• [What you will do]: Look for "[point] every instance of the curved" in the entries below. Write out that line and all later lines exactly, ending with the final one.

Extracted data entries
______________________________
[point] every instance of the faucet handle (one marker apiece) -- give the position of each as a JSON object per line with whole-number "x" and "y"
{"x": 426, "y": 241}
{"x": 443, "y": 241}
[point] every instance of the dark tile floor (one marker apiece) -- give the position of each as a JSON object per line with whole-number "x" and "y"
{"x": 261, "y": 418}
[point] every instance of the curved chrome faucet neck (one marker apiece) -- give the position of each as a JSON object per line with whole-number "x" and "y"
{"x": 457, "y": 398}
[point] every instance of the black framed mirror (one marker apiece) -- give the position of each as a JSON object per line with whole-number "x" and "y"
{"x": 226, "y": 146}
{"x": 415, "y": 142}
______________________________
• [The answer]:
[point] every instance of the curved chrome faucet neck (one marker apiece) -- give the position of each as a JSON object per line with whole-number "x" and "y"
{"x": 457, "y": 398}
[point] every instance of the black framed mirror (one marker apiece) -- give the position of each as a JSON object per line with whole-number "x" and "y"
{"x": 226, "y": 146}
{"x": 415, "y": 142}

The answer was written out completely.